TASK STATEMENT — Copy out every item below line by line, keeping each character unchanged.

Entries for labeling bounding boxes —
━━━━
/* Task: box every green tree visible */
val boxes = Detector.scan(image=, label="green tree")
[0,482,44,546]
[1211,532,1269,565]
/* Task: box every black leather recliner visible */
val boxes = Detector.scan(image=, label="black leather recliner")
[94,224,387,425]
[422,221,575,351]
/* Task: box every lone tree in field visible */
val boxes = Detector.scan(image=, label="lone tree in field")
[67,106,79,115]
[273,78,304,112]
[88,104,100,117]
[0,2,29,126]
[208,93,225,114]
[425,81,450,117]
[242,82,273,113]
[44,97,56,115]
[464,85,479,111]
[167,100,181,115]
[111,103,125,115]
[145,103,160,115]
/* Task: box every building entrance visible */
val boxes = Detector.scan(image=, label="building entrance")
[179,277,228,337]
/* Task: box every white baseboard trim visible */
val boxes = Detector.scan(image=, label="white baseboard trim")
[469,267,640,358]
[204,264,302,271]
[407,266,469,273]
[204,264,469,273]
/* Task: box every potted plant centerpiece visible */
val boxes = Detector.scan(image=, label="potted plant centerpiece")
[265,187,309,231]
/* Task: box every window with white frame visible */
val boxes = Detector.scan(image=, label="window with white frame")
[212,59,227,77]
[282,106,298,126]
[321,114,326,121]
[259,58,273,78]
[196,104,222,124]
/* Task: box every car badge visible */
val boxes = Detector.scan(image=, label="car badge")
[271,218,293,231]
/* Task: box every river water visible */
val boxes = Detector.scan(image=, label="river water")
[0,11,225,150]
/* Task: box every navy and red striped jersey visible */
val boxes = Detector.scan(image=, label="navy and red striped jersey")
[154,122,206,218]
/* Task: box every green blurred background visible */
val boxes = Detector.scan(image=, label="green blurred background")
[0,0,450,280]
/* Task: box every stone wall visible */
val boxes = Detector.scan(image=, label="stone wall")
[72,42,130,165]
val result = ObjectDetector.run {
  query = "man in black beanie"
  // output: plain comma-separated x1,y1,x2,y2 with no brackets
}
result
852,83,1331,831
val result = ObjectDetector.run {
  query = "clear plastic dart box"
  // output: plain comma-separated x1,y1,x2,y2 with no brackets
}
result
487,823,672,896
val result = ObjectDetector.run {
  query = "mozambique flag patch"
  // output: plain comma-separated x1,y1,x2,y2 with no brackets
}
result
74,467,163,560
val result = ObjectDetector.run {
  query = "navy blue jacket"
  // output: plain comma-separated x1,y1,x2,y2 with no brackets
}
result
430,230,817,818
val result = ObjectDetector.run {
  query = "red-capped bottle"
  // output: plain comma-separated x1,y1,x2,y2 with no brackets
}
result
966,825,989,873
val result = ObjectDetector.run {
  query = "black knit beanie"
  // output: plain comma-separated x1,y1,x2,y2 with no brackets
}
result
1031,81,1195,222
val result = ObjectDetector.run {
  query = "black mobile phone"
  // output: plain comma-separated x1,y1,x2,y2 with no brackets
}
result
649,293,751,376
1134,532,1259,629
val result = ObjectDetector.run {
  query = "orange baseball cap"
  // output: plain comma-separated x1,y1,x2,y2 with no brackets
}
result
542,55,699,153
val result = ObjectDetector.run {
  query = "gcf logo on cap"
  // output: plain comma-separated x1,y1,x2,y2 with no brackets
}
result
━━━━
ANSWER TO THIS PROBLEM —
/* Task: box every green tree visible */
val boxes = Detector.scan(image=, label="green tree")
[0,482,44,546]
[1211,532,1269,565]
/* Task: box every black leather recliner visible */
val boxes = Detector.scan(image=, label="black leather recliner")
[94,224,387,425]
[422,221,575,351]
/* Task: box every lone tree in field visible */
val boxes = Detector.scan(image=, label="lone tree in field")
[67,106,79,115]
[273,78,304,112]
[88,104,100,117]
[0,2,29,126]
[208,93,225,114]
[425,81,450,117]
[242,82,273,113]
[44,97,56,115]
[464,85,479,111]
[167,100,181,115]
[111,103,125,115]
[145,103,160,115]
/* Task: box every building entrance visible */
val boxes = Detector.scan(image=, label="building entrance")
[179,277,228,337]
/* Task: box every white baseboard trim visible */
val boxes = Detector.scan(image=, label="white baseboard trim")
[469,267,640,358]
[204,264,302,271]
[407,266,469,273]
[204,264,469,273]
/* Task: box every potted plant centerpiece visible */
val boxes = Detector.scan(image=, label="potted plant centerpiece")
[265,187,309,231]
/* Task: box every window with white frame visible */
val boxes = Detector.scan(image=, label="window with white frame")
[212,59,227,77]
[282,106,298,126]
[321,114,326,121]
[259,58,273,78]
[196,104,222,124]
/* Task: box every car badge visible */
val boxes = Detector.scan(image=, label="car badge")
[271,218,293,231]
/* Task: box every river water visible */
val boxes = Detector.scan(image=, label="river water")
[0,11,225,150]
/* Task: box every navy and red striped jersey visible */
val boxes = Detector.scan(image=, label="navy and red striped jersey")
[154,122,206,218]
/* Task: box every green blurred background visible */
val boxes = Detector.scan(image=, label="green blurred background")
[0,0,450,280]
/* Task: box every stone wall visible */
val boxes = Detector.scan(image=, label="stone wall")
[72,42,130,165]
val result = ObjectDetector.run {
  query = "man in black beanie"
  // output: plain comma-separated x1,y1,x2,y2 with no brackets
}
result
852,83,1331,831
val result = ObjectDetector.run {
  query = "clear plastic dart box"
  // output: plain comma-separated x1,y1,x2,y2 with no brackets
}
result
487,823,672,896
val result = ObjectDetector.run {
  query = "mozambique flag patch"
  // output: plain comma-separated x1,y1,x2,y2 with no brackets
}
result
74,467,163,560
val result = ObjectDetector.run {
  query = "navy blue jacket"
  // output: plain comma-separated x1,y1,x2,y2 with no brackets
}
result
430,230,817,818
val result = ObjectDetector.run {
  query = "red-capped bottle"
  // output: plain comma-separated x1,y1,x2,y2 with no brackets
}
result
966,825,989,873
val result = ObjectDetector.run {
  query = "black knit beanie"
  // output: plain comma-separated x1,y1,x2,y2 with no brackets
}
result
1031,81,1195,222
val result = ObjectDetector.run {
  query = "black mobile phone"
  // output: plain comma-separated x1,y1,x2,y2 with no brackets
}
result
649,293,751,376
1134,532,1259,629
val result = ObjectDetector.run {
  query = "orange baseball cap"
  // output: plain comma-separated x1,y1,x2,y2 with no brackets
}
result
542,55,699,153
val result = ObjectDetector.run {
  query = "gcf logo on cap"
  // output: plain comma-separated x1,y1,x2,y2 with no brackets
}
result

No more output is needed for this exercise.